[start Listing]

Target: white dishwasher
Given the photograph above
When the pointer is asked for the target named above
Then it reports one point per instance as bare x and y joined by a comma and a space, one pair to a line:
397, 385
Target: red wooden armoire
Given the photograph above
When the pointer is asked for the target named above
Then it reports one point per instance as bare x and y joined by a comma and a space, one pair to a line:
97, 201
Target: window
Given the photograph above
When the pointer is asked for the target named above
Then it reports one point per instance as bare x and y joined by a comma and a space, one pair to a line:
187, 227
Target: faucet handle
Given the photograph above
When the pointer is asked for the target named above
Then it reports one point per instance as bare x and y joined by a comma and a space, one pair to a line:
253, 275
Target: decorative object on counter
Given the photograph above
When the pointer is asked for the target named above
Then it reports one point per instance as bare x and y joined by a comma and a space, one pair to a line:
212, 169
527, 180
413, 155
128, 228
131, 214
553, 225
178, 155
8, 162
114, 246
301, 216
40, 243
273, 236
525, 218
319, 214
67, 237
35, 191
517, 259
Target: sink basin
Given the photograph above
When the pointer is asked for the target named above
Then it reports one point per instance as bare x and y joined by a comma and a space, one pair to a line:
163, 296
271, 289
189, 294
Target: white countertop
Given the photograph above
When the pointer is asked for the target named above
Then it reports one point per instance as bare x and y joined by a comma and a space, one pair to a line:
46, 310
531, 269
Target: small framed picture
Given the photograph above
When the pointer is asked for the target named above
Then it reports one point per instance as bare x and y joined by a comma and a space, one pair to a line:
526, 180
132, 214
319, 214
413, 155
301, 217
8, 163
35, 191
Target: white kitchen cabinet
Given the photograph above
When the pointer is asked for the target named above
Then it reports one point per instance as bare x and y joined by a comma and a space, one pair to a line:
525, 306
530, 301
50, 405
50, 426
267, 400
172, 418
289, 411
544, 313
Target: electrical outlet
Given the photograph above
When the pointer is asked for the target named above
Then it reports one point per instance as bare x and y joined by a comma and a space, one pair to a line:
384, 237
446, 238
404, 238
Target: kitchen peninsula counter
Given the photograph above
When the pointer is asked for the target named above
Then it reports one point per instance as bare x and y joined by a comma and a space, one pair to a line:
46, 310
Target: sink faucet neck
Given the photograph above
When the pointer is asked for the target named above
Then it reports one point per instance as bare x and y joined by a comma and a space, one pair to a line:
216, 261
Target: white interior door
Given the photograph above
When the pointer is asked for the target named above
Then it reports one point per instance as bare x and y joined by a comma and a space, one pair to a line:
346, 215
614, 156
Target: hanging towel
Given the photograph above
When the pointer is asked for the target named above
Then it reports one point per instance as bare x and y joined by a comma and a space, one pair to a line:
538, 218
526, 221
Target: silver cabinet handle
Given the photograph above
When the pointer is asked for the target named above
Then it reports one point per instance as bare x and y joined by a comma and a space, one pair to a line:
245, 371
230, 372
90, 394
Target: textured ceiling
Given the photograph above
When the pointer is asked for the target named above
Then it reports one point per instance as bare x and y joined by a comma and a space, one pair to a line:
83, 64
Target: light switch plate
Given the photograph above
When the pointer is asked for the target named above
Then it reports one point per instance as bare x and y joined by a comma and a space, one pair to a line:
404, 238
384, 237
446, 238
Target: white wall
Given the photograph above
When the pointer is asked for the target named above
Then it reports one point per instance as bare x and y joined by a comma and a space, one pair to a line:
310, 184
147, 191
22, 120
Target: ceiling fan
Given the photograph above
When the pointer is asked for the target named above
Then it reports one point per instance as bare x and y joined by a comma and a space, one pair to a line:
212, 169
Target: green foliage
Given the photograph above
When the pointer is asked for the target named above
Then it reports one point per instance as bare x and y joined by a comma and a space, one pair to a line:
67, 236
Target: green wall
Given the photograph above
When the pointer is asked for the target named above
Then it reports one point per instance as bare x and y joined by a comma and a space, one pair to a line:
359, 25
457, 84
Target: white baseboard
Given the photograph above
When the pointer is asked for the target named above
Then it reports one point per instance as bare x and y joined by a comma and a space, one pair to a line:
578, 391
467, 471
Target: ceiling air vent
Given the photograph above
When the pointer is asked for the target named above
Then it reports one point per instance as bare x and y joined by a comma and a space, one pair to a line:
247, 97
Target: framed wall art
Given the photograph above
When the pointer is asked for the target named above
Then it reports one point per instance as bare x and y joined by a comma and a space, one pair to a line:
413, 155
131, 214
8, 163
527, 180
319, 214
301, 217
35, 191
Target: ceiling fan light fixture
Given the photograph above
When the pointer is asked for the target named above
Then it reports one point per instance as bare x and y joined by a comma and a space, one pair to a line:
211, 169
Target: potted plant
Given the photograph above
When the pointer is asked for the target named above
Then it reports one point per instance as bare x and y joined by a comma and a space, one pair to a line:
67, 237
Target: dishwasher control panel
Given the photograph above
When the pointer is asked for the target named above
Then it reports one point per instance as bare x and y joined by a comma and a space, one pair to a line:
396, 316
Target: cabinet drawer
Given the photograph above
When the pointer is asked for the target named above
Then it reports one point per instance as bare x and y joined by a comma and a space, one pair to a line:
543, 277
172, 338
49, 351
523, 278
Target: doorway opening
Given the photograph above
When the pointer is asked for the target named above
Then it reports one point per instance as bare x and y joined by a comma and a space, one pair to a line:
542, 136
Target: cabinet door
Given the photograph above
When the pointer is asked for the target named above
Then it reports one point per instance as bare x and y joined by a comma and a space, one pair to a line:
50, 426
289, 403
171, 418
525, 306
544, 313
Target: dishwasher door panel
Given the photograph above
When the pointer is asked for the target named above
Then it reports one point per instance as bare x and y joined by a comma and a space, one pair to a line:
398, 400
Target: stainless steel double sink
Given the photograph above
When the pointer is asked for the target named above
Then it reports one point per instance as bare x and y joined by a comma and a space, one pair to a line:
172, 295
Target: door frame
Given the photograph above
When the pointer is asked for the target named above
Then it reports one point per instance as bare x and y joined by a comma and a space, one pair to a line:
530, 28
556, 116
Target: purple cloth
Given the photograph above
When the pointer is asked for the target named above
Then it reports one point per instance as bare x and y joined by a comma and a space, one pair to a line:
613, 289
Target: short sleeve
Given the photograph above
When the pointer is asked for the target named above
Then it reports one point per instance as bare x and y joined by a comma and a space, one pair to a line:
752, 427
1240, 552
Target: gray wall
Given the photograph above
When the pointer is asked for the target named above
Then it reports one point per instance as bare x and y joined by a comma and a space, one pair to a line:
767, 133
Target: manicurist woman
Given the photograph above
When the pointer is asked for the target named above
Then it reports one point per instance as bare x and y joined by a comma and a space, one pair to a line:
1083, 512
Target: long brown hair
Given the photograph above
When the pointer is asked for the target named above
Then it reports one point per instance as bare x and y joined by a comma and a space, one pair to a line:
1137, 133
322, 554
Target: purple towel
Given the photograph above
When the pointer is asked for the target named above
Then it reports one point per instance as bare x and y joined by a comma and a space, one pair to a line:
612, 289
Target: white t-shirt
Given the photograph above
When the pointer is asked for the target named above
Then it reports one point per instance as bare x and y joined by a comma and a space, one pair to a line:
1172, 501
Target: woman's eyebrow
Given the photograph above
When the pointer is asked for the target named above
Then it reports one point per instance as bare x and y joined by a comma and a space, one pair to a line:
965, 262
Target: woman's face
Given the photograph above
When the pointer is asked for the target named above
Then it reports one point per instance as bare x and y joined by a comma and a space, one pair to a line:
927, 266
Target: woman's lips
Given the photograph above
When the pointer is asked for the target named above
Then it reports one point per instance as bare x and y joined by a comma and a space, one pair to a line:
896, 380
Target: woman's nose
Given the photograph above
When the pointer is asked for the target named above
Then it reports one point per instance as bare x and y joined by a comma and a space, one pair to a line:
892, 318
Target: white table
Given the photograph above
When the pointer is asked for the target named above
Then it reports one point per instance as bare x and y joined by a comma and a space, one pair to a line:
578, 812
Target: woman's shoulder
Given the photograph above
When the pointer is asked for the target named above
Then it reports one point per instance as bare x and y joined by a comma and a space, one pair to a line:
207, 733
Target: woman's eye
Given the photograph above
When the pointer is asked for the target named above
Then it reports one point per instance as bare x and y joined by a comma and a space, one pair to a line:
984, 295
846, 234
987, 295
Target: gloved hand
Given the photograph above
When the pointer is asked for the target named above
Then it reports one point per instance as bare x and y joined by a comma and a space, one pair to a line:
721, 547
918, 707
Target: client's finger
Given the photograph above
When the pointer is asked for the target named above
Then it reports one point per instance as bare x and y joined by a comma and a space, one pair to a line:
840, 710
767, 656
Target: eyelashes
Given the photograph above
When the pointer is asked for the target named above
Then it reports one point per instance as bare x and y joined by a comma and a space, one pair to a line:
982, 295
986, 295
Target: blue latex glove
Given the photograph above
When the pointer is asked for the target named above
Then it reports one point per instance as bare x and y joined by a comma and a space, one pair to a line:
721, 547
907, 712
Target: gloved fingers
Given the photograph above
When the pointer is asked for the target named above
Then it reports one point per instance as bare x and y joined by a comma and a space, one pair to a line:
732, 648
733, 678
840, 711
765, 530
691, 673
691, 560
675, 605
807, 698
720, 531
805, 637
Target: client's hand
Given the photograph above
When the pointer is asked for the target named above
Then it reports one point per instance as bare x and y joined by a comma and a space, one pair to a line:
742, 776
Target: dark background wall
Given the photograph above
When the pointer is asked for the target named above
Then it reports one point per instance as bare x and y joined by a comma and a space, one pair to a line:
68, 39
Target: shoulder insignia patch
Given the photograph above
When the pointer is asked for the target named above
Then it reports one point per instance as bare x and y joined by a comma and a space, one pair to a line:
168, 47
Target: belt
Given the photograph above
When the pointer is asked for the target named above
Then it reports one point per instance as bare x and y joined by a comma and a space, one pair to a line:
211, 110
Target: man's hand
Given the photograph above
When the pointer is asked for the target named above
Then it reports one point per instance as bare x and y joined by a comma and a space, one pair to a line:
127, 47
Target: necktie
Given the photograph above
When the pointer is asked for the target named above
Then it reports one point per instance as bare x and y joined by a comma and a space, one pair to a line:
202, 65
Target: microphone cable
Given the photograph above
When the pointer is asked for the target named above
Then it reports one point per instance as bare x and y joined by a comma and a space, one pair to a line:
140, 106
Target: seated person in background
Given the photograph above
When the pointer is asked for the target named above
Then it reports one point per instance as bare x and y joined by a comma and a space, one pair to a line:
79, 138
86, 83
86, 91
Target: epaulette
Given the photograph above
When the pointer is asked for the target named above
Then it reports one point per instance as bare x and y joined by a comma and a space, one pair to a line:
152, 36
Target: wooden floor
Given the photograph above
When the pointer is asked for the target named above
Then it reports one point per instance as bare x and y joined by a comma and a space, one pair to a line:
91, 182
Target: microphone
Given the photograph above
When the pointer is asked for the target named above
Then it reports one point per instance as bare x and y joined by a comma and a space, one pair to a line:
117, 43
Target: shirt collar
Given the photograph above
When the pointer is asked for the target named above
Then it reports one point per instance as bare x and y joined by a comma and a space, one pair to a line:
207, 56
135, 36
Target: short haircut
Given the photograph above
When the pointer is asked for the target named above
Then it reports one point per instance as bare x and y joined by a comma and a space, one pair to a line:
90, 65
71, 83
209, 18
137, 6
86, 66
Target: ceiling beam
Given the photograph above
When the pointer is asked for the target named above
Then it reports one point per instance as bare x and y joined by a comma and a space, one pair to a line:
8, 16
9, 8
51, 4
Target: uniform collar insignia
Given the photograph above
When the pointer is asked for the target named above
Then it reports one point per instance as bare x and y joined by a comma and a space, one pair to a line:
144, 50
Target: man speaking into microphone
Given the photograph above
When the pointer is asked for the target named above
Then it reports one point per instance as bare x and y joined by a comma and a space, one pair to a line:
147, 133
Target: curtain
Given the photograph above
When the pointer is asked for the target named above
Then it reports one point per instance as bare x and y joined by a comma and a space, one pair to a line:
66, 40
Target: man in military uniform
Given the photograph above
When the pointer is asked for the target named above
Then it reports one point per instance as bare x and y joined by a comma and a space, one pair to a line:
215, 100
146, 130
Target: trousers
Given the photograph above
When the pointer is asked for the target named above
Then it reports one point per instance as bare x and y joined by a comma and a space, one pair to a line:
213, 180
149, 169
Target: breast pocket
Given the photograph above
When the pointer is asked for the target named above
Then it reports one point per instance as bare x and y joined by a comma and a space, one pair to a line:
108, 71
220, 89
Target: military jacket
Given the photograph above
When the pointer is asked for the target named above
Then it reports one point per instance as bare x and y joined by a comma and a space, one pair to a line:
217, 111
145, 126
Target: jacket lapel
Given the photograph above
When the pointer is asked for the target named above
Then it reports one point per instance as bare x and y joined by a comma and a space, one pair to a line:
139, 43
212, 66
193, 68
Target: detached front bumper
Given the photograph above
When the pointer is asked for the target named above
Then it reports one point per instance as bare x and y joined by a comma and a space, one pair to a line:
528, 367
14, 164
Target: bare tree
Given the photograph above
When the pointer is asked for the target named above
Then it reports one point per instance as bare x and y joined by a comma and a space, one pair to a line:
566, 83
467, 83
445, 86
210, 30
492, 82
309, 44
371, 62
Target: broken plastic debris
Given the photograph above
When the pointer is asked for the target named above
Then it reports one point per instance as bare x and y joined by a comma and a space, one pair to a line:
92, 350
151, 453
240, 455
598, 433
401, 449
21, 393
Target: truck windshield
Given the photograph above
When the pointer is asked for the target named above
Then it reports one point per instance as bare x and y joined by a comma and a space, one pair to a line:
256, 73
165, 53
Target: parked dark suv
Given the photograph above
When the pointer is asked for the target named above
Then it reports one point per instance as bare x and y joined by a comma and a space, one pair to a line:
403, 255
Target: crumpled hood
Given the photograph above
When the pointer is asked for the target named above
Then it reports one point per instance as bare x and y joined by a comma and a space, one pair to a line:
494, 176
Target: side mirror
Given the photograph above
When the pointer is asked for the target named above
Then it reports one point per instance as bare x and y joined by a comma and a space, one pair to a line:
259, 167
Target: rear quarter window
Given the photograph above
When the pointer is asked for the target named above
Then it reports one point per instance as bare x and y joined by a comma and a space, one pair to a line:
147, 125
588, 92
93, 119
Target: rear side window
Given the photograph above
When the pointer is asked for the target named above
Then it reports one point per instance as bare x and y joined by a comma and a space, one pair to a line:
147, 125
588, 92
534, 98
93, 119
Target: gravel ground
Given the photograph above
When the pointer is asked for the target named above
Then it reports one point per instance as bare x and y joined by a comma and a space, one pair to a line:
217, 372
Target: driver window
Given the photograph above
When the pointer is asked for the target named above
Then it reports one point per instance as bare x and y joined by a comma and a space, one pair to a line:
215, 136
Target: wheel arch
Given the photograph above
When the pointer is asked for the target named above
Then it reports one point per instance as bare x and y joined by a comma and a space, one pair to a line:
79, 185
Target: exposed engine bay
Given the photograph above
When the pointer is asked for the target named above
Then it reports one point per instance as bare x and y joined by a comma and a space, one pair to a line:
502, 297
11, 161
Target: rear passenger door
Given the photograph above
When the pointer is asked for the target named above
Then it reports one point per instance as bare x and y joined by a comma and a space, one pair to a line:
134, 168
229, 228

[end Listing]

■ Task details ■
Could you print the lines of the material starting with the one that contains "Target: rear passenger door" and going on through the end of the material, reproducing each line word for word?

■ Full output ■
Target: rear passenger door
Given the photograph above
When the pointer is asked for the target named above
Then it reports one point per instance as bare x and y joined by a comma and a space, one pair to a line:
134, 168
229, 228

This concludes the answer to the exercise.